Problem requirements> Each of the lines below must be restated exactly.

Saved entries
────────────────────────────────────────

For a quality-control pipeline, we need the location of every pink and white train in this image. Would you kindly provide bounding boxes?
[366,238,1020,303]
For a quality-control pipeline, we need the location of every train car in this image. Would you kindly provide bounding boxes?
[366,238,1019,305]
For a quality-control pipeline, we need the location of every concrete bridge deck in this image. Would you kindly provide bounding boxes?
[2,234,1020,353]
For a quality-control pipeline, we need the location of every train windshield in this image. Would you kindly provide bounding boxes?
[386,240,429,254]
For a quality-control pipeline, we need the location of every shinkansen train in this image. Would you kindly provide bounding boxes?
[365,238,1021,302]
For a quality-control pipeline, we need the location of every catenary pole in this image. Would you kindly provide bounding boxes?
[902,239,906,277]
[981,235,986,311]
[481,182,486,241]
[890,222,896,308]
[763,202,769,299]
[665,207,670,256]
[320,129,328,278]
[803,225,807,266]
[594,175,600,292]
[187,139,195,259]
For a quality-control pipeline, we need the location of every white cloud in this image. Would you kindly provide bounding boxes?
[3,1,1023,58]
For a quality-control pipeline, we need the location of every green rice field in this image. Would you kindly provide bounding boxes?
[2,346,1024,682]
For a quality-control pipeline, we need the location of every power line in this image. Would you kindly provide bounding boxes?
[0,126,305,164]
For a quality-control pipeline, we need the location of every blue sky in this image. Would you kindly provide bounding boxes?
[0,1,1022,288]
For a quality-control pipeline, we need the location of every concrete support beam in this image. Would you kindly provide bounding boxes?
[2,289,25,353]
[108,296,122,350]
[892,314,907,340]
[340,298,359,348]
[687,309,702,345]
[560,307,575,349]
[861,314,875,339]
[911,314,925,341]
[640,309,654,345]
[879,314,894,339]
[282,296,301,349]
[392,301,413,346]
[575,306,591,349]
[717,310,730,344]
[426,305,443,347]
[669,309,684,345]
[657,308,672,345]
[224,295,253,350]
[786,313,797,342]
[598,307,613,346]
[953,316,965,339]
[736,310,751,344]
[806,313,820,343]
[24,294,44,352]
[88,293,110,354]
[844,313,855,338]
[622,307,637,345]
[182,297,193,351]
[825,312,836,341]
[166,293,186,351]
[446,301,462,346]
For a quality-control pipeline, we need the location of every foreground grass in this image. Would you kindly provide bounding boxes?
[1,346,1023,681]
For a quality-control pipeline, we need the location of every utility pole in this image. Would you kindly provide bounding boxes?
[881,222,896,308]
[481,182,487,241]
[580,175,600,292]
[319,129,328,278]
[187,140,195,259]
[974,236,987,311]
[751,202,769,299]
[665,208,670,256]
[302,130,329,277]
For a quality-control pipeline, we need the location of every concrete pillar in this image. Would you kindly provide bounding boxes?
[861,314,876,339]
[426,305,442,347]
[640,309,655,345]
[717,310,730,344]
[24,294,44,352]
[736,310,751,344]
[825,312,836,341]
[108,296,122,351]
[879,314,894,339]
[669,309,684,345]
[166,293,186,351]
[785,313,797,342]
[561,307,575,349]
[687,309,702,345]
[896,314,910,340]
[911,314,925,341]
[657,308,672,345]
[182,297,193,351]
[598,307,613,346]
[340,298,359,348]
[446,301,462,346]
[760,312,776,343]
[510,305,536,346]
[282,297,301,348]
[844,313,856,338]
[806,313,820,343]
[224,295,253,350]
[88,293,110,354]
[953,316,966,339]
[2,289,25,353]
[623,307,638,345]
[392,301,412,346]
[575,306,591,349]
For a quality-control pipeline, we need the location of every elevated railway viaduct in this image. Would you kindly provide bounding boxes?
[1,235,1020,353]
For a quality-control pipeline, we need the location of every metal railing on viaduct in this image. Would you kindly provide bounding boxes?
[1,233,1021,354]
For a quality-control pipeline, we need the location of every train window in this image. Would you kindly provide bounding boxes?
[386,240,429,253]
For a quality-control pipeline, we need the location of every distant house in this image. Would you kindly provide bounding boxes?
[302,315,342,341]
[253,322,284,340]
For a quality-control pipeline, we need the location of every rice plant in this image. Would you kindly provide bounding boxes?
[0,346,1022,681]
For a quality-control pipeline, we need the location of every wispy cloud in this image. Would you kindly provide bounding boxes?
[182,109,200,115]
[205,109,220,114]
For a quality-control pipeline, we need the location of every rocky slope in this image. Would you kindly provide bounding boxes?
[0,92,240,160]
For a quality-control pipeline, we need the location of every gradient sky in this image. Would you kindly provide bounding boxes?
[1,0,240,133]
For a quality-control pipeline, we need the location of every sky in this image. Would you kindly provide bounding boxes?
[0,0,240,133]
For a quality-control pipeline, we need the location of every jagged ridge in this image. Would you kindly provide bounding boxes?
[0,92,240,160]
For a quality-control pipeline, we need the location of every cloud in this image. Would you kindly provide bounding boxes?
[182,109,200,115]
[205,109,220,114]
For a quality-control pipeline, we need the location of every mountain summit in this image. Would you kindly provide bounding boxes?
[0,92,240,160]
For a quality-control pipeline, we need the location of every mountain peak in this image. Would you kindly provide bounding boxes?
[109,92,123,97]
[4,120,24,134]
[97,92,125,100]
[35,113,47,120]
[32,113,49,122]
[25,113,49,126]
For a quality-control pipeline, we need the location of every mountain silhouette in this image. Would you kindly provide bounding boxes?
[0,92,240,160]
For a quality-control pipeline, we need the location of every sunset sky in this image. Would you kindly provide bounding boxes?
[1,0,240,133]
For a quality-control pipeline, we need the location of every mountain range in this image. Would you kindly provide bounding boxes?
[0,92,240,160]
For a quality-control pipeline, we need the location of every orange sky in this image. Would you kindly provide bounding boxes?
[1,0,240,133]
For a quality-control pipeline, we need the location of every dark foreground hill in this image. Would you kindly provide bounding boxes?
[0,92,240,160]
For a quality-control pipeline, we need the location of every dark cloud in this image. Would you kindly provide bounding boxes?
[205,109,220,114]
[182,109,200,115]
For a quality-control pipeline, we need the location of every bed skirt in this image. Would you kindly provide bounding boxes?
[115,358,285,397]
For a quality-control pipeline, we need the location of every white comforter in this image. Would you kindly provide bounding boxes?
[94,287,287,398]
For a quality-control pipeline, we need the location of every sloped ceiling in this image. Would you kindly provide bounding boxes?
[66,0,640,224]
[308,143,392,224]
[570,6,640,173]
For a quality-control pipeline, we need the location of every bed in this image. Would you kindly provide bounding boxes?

────────────────────────────────────────

Worked solution>
For a quality-control pipeline, we need the location of every pink and white train in this image. Would you kindly provide bounding boxes?
[366,238,1020,303]
For a quality-control pipeline, we need the location of every train car in this image. Would you kindly provide bounding boxes?
[366,238,1019,305]
For a quality-control pipeline, we need the location of every concrete bridge deck in this image. Would you kindly provide bounding boxes?
[2,234,1020,353]
For a quality-control pipeline, we need the location of every train windshield in this image. Would you kindly provide bounding boxes?
[386,240,429,254]
For a quality-control pipeline, we need the location of every shinkansen train in this image. Would you kindly provide bounding boxes?
[365,238,1021,302]
For a quality-control pipeline, we need the location of every catenary pole in this image. Would you kindly provide bounding boxes?
[902,239,906,277]
[981,235,986,311]
[481,182,486,241]
[890,222,896,308]
[763,202,769,299]
[665,207,670,256]
[320,129,328,278]
[803,225,807,266]
[594,175,600,292]
[187,139,195,259]
For a quality-control pipeline, we need the location of every white cloud in this image. Would you kindly provide bounding boxes?
[3,1,1023,58]
For a quality-control pipeline, we need the location of every green rice field in this image. Would you kindly provide bounding boxes?
[2,346,1024,682]
For a quality-control pipeline, we need the location of every power line in this image. Would you kindly provide bounding boxes?
[0,126,305,164]
For a quality-control pipeline, we need the location of every blue sky in this image. Would you kindly provide bounding boxes?
[0,1,1022,288]
For a quality-control pipeline, we need the location of every concrete support beam in this image. Would you kindly provide bounding boxes?
[2,289,25,353]
[108,296,122,350]
[892,314,907,340]
[340,298,359,348]
[687,309,702,345]
[560,307,575,349]
[861,314,875,339]
[911,314,925,341]
[640,309,654,345]
[879,314,894,339]
[282,296,301,349]
[392,301,413,346]
[575,306,591,349]
[717,310,730,344]
[426,305,443,347]
[669,309,684,345]
[657,308,672,345]
[224,295,253,350]
[786,313,797,342]
[598,307,613,346]
[953,316,965,339]
[736,310,751,344]
[806,313,820,343]
[24,294,44,352]
[88,293,110,354]
[844,313,855,338]
[622,307,637,345]
[182,297,193,351]
[825,312,836,341]
[166,293,186,351]
[446,301,462,346]
For a quality-control pipeline, we need the location of every foreground grass in this image. Would you kindly provide bounding boxes?
[1,346,1023,681]
For a quality-control pipeline, we need the location of every utility pole in this image. Would you kindly provide bounding boxes?
[881,222,896,308]
[481,182,487,241]
[580,175,600,292]
[319,129,328,278]
[187,140,195,259]
[974,236,987,311]
[751,202,769,299]
[665,208,670,256]
[302,130,329,277]
For a quality-control pipeline, we need the location of every concrete pillar in this image. Would you kindly provide bounding boxes?
[861,314,876,339]
[426,305,442,347]
[640,309,655,345]
[717,310,730,344]
[24,294,44,352]
[736,310,751,344]
[825,312,836,341]
[108,296,122,351]
[879,314,894,339]
[669,309,684,345]
[166,293,186,351]
[785,313,797,342]
[561,307,575,349]
[687,309,702,345]
[896,314,910,340]
[911,314,925,341]
[657,308,672,345]
[182,297,193,351]
[598,307,613,346]
[340,298,359,348]
[446,301,462,346]
[760,312,776,343]
[510,305,536,346]
[282,297,301,348]
[844,313,856,338]
[806,313,820,343]
[224,295,253,350]
[88,293,110,354]
[953,316,966,339]
[2,289,25,353]
[623,307,638,345]
[392,301,412,346]
[575,306,591,349]
For a quality-control pipeline, we need the location of every elevated railway viaduct in this image. Would you kindly provide bounding boxes?
[1,235,1020,353]
For a quality-control pipeline, we need the location of every metal railing on viaduct in this image. Would you kindly provide bounding boxes?
[1,233,1021,354]
For a quality-control pipeline, we need the location of every train window in this image. Would you kindly provide bounding boxes?
[386,240,429,253]
For a quality-control pipeline, we need the location of every distant house in this image. Would you kindly provide bounding boxes?
[302,315,342,341]
[253,322,284,340]
For a quality-control pipeline, we need the location of every rice plant in this image. Would you kindly provide bounding boxes?
[0,346,1022,681]
For a quality-control pipeline, we need the location of every wispy cloud in this image. Would you kindly provide bounding boxes?
[182,109,200,115]
[205,109,220,114]
For a quality-control pipeline, we need the location of every rocky slope in this image. Would you kindly provide bounding boxes?
[0,92,240,160]
For a quality-control pipeline, we need the location of every gradient sky in this image. Would you kindly provide bounding boxes?
[1,0,240,133]
For a quality-control pipeline, we need the location of every sky in this image. Would you kindly provide bounding boxes?
[0,0,240,133]
For a quality-control pipeline, we need the location of every jagged ridge in this image. Would you kindly provide bounding boxes?
[0,92,240,160]
For a quality-control pipeline, we need the location of every cloud in this image. Would you kindly provide bounding boxes?
[182,109,200,115]
[205,109,220,114]
For a quality-control pipeline, we need the location of every mountain summit in this image. Would you kindly provide bounding boxes?
[0,92,240,160]
For a quality-control pipeline, we need the location of every mountain peak in this image. Would you kindly provide bounding boxes?
[109,92,123,97]
[4,120,24,134]
[97,92,125,100]
[35,113,47,120]
[32,113,49,122]
[25,113,49,126]
For a quality-control pipeline, we need the location of every mountain silhouette in this image. Would you kindly provide bounding boxes?
[0,92,240,160]
For a quality-control pipeline, we need the location of every sunset sky in this image. Would you kindly provide bounding boxes?
[1,0,240,133]
For a quality-control pipeline, we need the location of every mountain range in this image. Would you kindly provide bounding boxes?
[0,92,240,160]
For a quality-control pipeline, we need the location of every orange sky in this image. Would you kindly provide bounding boxes?
[1,0,240,133]
For a quality-control pipeline, we need the location of every dark foreground hill in this image. Would you kindly provide bounding boxes?
[0,92,240,160]
For a quality-control pipeline, we need the location of every dark cloud in this image. Would you kindly provide bounding boxes?
[205,109,220,114]
[182,109,200,115]
For a quality-control pipeline, we need the location of every bed skirt in this image. Would you kindly provide bounding boxes?
[115,358,285,397]
For a quality-control pipeline, we need the location of every white comforter in this image. Would you kindly provide bounding boxes?
[94,287,287,398]
For a quality-control pipeline, we need the location of every sloped ceiling in this image. Would you kindly provide bounding boxes?
[66,0,640,224]
[308,143,392,224]
[570,6,640,173]
For a quality-control pipeline, we need the location of every bed in this image. Would you kindly provide bounding boxes?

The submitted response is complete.